══ Records shown

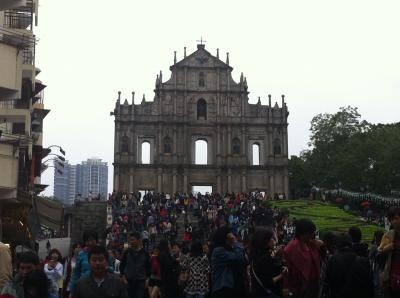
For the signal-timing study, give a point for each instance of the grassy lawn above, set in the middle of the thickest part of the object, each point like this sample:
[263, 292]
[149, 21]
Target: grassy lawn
[327, 217]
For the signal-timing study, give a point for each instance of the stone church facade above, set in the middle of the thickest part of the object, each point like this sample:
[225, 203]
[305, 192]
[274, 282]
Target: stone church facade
[201, 101]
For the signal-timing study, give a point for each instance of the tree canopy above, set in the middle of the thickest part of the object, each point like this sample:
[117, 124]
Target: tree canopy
[348, 152]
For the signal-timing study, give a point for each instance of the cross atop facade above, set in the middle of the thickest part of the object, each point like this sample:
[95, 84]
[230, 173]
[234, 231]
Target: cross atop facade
[201, 40]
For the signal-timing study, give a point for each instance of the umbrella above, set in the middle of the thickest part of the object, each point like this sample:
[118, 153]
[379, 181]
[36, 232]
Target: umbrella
[365, 204]
[339, 200]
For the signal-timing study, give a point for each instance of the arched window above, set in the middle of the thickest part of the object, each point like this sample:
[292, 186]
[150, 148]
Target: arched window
[256, 154]
[201, 109]
[145, 153]
[125, 144]
[236, 146]
[202, 79]
[277, 147]
[201, 152]
[167, 145]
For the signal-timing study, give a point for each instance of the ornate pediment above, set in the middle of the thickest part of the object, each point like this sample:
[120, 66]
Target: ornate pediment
[201, 58]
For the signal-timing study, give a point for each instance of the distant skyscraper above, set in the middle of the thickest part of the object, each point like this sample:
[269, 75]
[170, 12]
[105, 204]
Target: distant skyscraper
[93, 178]
[65, 183]
[89, 177]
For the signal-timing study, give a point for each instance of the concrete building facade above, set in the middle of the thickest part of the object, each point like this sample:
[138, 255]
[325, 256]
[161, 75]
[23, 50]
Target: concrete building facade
[90, 178]
[21, 112]
[201, 102]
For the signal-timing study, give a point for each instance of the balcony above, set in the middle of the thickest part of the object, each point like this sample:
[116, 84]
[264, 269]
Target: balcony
[9, 171]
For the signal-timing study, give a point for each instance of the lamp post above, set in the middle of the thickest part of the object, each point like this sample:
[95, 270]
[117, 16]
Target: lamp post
[62, 158]
[59, 147]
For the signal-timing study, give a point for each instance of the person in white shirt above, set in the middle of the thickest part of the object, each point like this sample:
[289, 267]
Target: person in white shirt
[54, 271]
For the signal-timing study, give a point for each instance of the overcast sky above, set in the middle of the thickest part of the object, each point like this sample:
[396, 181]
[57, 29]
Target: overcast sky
[322, 55]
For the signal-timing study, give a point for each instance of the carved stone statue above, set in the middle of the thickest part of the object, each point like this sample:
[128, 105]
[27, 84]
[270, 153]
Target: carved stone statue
[277, 147]
[236, 146]
[125, 144]
[167, 145]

════

◆ **The task**:
Copy all of the lines above word for word, leaving out the pictures.

◆ **Solution to this problem**:
For the signal-timing study, give a point for each instance of the grassy lawn above, set in the middle of the thickest part of the object, each point like this sample:
[263, 292]
[149, 21]
Target: grassy lawn
[327, 217]
For the signal-timing study, give a point for each instance of the stone church facade above, set in the middle of the thickest part of the object, each point like this sample:
[225, 203]
[305, 192]
[274, 282]
Target: stone church facade
[201, 101]
For the signal-timing study, give a point for each instance of the tree canopy above, set in the middle of the thickest part of the object, each point like this sample:
[117, 124]
Target: tree canopy
[348, 152]
For the signal-timing study, give a point for each instance of the cross atop facade above, set in the middle of the thickest part of the object, each point like this sample:
[95, 84]
[230, 173]
[234, 231]
Target: cross atop facade
[201, 40]
For the signal-timing study, give a point for each instance of the umbrella above, set in the middle of the thickest part of the object, each point like this sample:
[118, 153]
[379, 181]
[36, 232]
Target: umbrella
[365, 204]
[339, 200]
For the signal-timing study, give a point for each instance of the arched window above, set in the middle of the thickest part of the object, each point like this sample:
[292, 186]
[150, 148]
Target: arched window
[256, 154]
[201, 109]
[145, 153]
[125, 144]
[236, 146]
[202, 79]
[277, 147]
[201, 152]
[167, 145]
For the signal-timing study, give a point for each instance of the ornate pediment above, set in the middle of the thickest part of the object, each point like this sample:
[120, 66]
Target: ornate pediment
[201, 58]
For the signal-timing study, give a point for each instance of the distant skyscraper above, set in the middle of the thickest part of the object, each point like this sample:
[269, 75]
[170, 12]
[105, 204]
Target: distant skyscraper
[93, 178]
[65, 183]
[89, 177]
For the signal-timing study, give a point for each instance of the concrete building facade above, set in the middle of the thickest part of the object, each point like this sample:
[138, 255]
[325, 256]
[161, 75]
[23, 50]
Target: concrete building facade
[90, 178]
[21, 112]
[201, 102]
For the signal-timing study, give a point for each instance of the balcony above, set in the middle of the thickest part of the object, each point like this sample:
[116, 84]
[264, 269]
Target: balcony
[9, 171]
For the signal-timing study, give a point for each instance of the lamp post above, set in the middle of the thickest part of the object, each point like this sample:
[95, 270]
[117, 16]
Target: lamp post
[62, 158]
[59, 147]
For the signal-timing study, give a point for each instance of the person in white shirt above, set in the middle of the thickest part of the object, each point like this sample:
[289, 267]
Target: person in white shirt
[54, 271]
For the signal-timing study, give a point for each instance of the overcast sky above, set in the middle of the thickest part of the object, each point like this sample:
[396, 181]
[57, 29]
Target: overcast sky
[322, 55]
For the signal-timing study, give a point for each instance of the carved stone statue above, set in the middle of the thickest part of the object, each point like this sample:
[128, 105]
[27, 84]
[270, 153]
Target: carved stone statue
[277, 147]
[236, 146]
[125, 144]
[167, 145]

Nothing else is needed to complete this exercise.